- Tasks and exercises -
[1] From the article on why Kubernetes pods see host resources, list each tool or command it names as still showing total host resources from inside a container.
[2] Carry on the article about Kubernetes pods seeing host resources, starting right after its final sentence.
--- Begin Text provided ---
Why Kubernetes Pods See Host Resources (And How to Fix It)

Page content

When you check resource usage inside a Kubernetes pod, you might be surprised to see the full host machine’s resources - even when you’ve set strict limits. Let’s explore why this happens and how to fix it.

Why Do Pods See Host Resources?

Even if you define resource limits in a Kubernetes pod spec, tools inside the container like:

  • free, top
  • cat /proc/meminfo
  • cat /proc/cpuinfo

…still show total host resources by default.

This is because Linux containers are just processes on the host, and unless further isolated, they have visibility into the full /proc filesystem of the host kernel.

When you set resource limits in Kubernetes, you’re telling the scheduler how much CPU and memory your pod should be allowed to use, but the pod can still see the host’s total resources.
--- End Text provided ---
--- Begin Material ---
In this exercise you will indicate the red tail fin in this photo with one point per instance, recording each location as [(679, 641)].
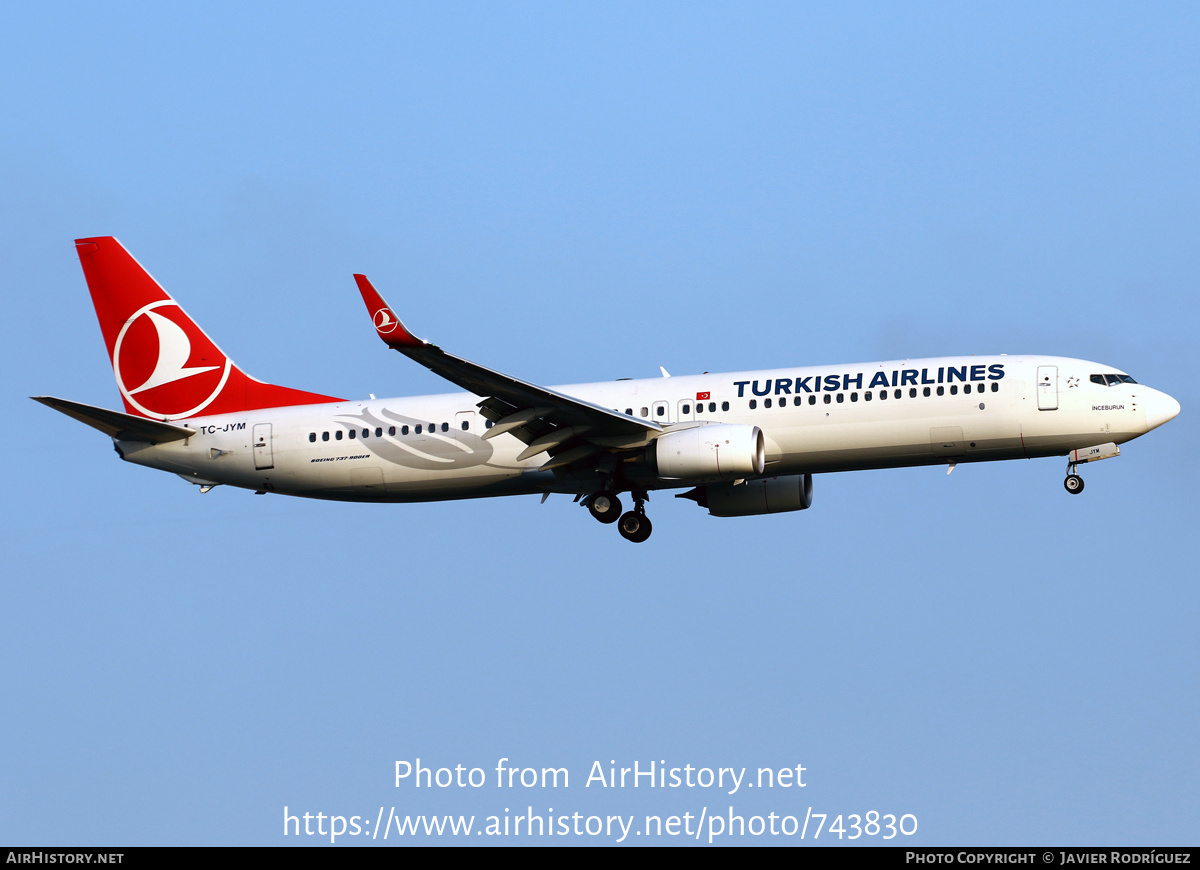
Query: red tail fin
[(166, 367)]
--- End Material ---
- Results in order -
[1]
- free
- top
- cat /proc/meminfo
- cat /proc/cpuinfo

[2]
While your pod can see all resources, Kubernetes enforces your limits by:

  • CPU Limits: Using CPU shares and quotas in cgroups to throttle CPU usage
  • Memory Limits: Using memory cgroups to kill the container if it exceeds its limit

What Kubernetes Actually Enforces

Kubernetes uses Linux cgroups to enforce limits on:

  • CPU usage (throttled)
  • Memory usage (killed on OOM)

So while the usage is constrained, visibility is not — unless additional isolation is applied.


Solutions to Limit Resource Visibility

Here are your options to make pods see only their allocated resources, listed from most lightweight to most secure:

Option 1: Use cgroup v2 + Cgroup Namespaces (Limited Visibility Fix)

With cgroup v2 and cgroup namespaces, the pod can be made to see only its limited resources.

Requirements:

  • Linux kernel 5.14+ (some features in 5.10+)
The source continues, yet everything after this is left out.